→ **AUFGABENSTELLUNG**
1. Welchen Beruf hat Gabriele Winker laut dem Auszug über Sorgearbeit?
2. Gib aus dem Auszug über Sorgearbeit den Abschnitt wortgetreu aus, der mit „Foto: Adam Berry/AFP/Getty“ beginnt und mit „bedarfsdeckend zu organisieren.“ endet.

Rein in die Solidargesellschaft

Die Buchmacher Passend zu den Arbeitskämpfen des Kita-Personals ist ein Buch erschienen, das das Versagen unserer Gesellschaft beim Umgang mit der Sorgearbeit zeigt
Ausgabe 26/2015
Pflege, Gesundheitsversorgung, Kinderbetreuung. Wer muss sich kümmern?
Pflege, Gesundheitsversorgung, Kinderbetreuung. Wer muss sich kümmern?

Foto: Adam Berry/AFP/Getty Images

Lassen sich die vergangenen Streiks von Kita-Beschäftigten für die Aufwertung ihrer Berufe schon als Zeichen einer „Care Revolution“ deuten? Das wünscht sich die Sozialwissenschaftlerin Gabriele Winker in ihrem gleichnamigen Buch. Sorgearbeit, entlohnt oder unentgeltlich, wird jedenfalls ein immer größeres Problem in einer Gesellschaft, die von Frauen erwartet, sich als Erwerbstätige für den Arbeitsmarkt zu optimieren, und die es nicht schafft, Kinderbetreuung, Gesundheitsversorgung und Pflege bedarfsdeckend zu organisieren.

Winker geht von einer explizit marxistischen Analyse aus. Sie grenzt Reproduktionsarbeit ab von Care: Unter ersterer sind alle Tätigkeiten jenseits der Lohnarbeit zu fassen, die notwendig sind, um die menschliche Arbeitskraft zu erhalten, auch die Selbstsorge. Care dagegen meint alle bezahlte wie unbezahlte Arbeit, die es benötigt, um eine Person intellektuell, körperlich und emotional zu entwickeln und zu erhalten. Die Beziehungen zwischen den diese Verantwortung Tragenden und den auf diese Leistungen Angewiesenen sind jedoch asymmetrisch. Care fokussiert also eher die menschlichen Beziehungen und weniger den ökonomischen Stellenwert der Sorgearbeit.

Einträge zum Zeigen auf benannte Objekte:

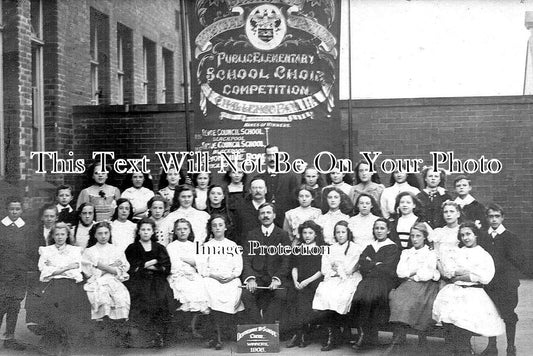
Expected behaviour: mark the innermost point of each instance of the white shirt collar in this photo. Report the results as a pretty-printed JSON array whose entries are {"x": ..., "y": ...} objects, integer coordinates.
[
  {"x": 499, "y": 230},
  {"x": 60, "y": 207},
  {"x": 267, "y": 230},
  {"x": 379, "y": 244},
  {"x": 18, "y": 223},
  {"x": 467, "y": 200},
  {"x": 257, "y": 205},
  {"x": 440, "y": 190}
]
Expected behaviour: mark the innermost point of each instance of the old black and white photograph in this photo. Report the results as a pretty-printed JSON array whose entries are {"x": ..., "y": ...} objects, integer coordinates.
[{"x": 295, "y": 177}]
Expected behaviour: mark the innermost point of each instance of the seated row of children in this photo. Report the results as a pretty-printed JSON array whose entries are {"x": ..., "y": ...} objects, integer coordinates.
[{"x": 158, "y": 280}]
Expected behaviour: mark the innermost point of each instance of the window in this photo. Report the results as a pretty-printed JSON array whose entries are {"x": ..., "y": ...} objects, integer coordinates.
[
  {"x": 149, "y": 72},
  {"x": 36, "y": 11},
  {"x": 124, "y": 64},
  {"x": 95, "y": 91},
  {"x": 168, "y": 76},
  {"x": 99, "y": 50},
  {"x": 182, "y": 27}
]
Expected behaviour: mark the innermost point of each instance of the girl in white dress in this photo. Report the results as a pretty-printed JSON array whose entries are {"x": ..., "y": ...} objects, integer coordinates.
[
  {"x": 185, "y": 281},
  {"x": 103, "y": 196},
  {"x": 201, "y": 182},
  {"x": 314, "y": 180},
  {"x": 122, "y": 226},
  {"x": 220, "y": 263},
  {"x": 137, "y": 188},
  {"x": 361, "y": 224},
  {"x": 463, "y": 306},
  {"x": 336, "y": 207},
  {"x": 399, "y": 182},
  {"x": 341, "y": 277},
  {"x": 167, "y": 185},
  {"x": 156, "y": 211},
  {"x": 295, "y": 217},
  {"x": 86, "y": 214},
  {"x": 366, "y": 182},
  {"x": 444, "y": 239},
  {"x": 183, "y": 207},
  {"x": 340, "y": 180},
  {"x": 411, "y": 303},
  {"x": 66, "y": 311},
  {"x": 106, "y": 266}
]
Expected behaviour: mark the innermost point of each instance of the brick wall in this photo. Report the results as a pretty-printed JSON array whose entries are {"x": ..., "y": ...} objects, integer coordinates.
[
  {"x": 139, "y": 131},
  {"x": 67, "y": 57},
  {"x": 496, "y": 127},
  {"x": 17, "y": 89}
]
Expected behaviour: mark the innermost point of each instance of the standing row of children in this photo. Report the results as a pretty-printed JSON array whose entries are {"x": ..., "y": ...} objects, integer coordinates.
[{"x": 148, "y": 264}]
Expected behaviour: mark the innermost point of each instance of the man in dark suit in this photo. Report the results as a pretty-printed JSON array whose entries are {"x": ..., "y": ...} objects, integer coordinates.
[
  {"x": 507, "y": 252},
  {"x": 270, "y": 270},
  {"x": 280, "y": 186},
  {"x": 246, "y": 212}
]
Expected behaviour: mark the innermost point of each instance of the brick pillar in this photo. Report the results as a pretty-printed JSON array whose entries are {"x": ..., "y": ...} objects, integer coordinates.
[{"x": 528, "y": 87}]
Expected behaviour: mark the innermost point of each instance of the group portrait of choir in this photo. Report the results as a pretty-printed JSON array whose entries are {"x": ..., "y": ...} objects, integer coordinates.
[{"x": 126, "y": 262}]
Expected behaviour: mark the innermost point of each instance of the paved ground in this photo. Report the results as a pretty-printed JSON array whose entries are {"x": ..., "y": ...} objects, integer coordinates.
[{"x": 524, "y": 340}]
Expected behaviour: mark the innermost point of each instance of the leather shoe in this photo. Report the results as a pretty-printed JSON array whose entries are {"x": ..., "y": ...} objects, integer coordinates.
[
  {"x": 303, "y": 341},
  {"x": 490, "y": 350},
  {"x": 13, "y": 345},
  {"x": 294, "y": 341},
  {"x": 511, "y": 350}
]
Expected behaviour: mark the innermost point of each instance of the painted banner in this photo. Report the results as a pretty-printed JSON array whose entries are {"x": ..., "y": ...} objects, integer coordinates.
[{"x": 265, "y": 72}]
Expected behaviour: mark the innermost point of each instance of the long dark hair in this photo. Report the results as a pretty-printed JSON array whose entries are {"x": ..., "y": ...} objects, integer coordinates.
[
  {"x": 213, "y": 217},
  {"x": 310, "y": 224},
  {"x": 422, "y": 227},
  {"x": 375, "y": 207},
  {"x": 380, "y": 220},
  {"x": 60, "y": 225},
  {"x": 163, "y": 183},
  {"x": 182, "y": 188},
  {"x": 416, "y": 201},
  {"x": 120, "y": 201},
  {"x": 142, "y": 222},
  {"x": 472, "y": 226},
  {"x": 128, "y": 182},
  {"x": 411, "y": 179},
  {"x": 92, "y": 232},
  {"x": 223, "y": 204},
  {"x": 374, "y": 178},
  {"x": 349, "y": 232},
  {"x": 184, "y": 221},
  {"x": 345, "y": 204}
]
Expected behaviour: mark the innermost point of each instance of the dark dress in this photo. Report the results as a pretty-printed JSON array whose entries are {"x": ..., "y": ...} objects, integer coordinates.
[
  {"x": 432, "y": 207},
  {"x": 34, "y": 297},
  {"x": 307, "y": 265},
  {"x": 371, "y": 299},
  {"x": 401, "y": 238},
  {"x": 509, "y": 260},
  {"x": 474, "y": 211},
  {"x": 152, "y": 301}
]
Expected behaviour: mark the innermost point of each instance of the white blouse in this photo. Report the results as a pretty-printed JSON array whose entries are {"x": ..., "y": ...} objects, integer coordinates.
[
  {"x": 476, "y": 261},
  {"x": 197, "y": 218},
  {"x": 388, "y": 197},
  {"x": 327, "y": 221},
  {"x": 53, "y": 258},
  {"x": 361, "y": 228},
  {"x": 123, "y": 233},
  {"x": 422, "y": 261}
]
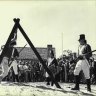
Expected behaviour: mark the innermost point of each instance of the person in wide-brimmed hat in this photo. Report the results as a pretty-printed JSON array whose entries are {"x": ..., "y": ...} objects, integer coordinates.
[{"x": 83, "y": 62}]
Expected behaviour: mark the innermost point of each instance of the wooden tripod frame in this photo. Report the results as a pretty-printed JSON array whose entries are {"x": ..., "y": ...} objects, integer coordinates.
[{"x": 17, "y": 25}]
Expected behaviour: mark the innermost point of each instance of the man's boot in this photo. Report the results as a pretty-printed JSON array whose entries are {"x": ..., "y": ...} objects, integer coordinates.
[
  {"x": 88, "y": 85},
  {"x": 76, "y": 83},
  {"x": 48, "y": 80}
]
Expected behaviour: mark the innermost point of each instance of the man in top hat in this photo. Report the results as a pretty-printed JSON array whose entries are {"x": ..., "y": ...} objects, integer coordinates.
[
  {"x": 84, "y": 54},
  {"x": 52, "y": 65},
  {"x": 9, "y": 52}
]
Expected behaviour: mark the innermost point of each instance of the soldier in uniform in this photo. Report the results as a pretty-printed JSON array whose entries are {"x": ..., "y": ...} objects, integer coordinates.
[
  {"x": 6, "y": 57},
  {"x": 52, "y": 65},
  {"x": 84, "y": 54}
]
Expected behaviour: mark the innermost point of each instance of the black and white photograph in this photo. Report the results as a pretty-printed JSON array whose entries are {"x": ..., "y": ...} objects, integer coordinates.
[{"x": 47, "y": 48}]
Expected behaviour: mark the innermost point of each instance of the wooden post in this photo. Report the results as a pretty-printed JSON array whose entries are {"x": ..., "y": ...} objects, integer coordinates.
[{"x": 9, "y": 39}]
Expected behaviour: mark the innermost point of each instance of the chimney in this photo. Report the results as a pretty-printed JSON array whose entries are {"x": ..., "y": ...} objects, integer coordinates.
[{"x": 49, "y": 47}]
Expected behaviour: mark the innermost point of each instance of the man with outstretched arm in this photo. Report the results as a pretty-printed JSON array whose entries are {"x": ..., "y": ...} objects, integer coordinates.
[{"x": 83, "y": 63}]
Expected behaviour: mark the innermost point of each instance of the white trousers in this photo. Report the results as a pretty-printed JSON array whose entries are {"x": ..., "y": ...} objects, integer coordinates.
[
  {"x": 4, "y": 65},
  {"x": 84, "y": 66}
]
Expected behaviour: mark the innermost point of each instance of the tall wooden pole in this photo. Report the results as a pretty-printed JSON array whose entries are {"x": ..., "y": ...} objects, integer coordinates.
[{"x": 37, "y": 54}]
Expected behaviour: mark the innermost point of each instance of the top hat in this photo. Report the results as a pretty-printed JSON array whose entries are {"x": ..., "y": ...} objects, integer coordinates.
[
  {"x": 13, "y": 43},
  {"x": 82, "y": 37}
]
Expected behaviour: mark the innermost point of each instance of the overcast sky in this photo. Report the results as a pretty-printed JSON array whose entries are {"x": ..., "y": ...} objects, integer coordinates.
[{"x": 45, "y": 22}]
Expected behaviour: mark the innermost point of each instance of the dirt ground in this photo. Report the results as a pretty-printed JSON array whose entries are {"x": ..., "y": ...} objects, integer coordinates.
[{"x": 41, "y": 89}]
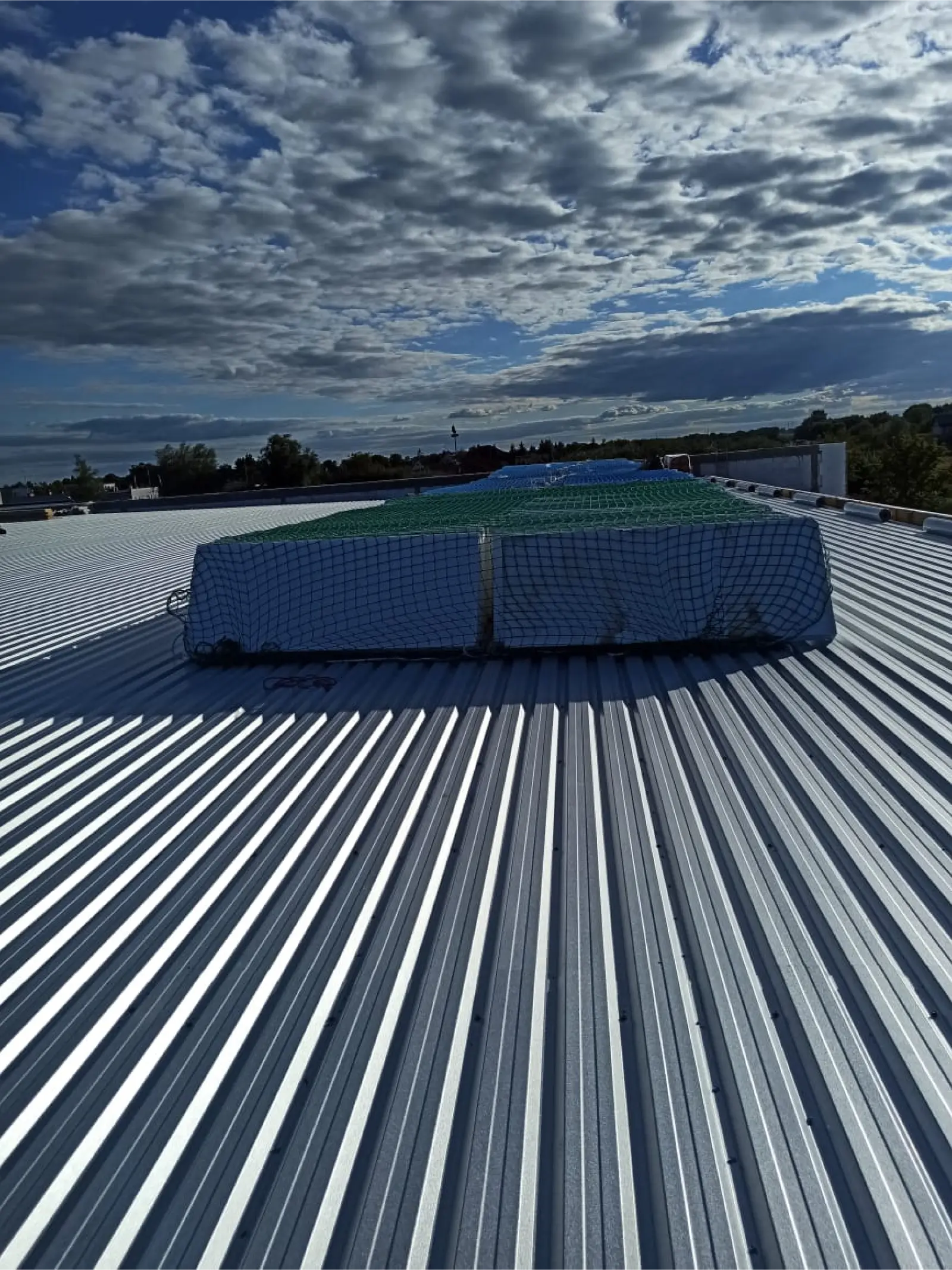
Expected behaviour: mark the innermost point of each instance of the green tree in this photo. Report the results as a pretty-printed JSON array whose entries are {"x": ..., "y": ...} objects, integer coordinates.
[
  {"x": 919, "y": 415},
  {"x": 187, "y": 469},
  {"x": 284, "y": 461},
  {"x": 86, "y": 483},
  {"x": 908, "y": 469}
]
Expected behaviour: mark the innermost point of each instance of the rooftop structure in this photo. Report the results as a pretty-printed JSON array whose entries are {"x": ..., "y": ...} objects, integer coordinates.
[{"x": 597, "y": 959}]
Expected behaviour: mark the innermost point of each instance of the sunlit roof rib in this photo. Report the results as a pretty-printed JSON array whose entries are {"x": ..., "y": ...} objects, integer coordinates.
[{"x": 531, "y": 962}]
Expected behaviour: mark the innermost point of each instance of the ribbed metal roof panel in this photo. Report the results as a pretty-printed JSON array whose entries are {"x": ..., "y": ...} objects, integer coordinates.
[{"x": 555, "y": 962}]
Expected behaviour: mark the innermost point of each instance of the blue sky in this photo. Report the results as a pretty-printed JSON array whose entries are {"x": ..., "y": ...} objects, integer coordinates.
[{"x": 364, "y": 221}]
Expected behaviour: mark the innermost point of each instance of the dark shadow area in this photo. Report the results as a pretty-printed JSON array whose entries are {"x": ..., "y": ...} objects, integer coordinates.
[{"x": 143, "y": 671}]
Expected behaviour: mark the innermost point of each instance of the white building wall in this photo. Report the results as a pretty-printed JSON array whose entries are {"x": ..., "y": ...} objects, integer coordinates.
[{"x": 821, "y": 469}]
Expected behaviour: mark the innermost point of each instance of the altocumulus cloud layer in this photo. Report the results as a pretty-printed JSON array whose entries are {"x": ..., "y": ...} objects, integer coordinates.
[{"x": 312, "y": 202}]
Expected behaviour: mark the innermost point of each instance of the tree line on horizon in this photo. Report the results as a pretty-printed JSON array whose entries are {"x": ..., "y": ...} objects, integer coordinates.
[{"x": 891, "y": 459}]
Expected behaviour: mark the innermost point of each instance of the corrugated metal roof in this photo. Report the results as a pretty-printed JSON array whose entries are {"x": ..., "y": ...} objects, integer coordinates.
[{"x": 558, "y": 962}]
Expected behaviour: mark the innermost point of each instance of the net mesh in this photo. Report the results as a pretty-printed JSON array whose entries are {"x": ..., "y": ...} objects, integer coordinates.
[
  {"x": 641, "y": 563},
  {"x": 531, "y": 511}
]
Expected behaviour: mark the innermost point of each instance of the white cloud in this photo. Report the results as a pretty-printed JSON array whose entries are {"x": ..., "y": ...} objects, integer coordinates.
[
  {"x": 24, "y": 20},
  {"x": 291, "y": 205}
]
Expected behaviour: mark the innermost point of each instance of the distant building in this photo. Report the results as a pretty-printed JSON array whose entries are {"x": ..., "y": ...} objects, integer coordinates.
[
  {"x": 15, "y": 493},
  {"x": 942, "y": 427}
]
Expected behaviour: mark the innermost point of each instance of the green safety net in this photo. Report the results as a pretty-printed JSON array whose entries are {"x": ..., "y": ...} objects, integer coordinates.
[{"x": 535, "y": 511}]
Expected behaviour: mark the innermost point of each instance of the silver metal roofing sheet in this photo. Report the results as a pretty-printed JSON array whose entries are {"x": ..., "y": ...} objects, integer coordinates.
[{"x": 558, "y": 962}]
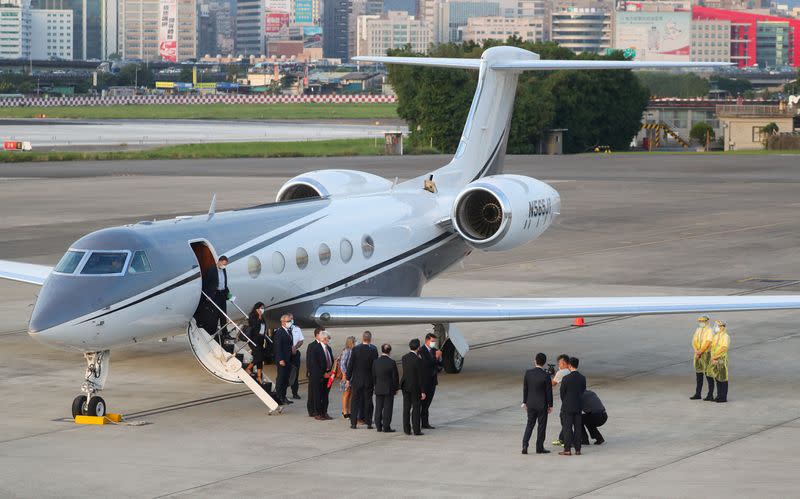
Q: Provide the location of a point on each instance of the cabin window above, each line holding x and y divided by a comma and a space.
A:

→ **LÖSUNGEN**
1. Sie ist Sozialwissenschaftlerin.

2.
Foto: Adam Berry/AFP/Getty Images

Lassen sich die vergangenen Streiks von Kita-Beschäftigten für die Aufwertung ihrer Berufe schon als Zeichen einer „Care Revolution“ deuten? Das wünscht sich die Sozialwissenschaftlerin Gabriele Winker in ihrem gleichnamigen Buch. Sorgearbeit, entlohnt oder unentgeltlich, wird jedenfalls ein immer größeres Problem in einer Gesellschaft, die von Frauen erwartet, sich als Erwerbstätige für den Arbeitsmarkt zu optimieren, und die es nicht schafft, Kinderbetreuung, Gesundheitsversorgung und Pflege bedarfsdeckend zu organisieren.